■ **TASK OBJECTIVE**
All of the entries below should be returned verbatim, apart from the pictures.

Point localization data
= = = =
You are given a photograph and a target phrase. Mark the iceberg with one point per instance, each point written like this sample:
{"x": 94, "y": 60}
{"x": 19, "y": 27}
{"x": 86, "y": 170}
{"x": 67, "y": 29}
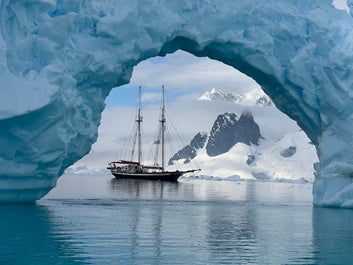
= = = =
■ **OUTPUT OF THE EXERCISE**
You are given a photograph and a target phrase. Mark the iceberg with one point per instance, each point written like this sample:
{"x": 94, "y": 60}
{"x": 19, "y": 27}
{"x": 86, "y": 170}
{"x": 67, "y": 29}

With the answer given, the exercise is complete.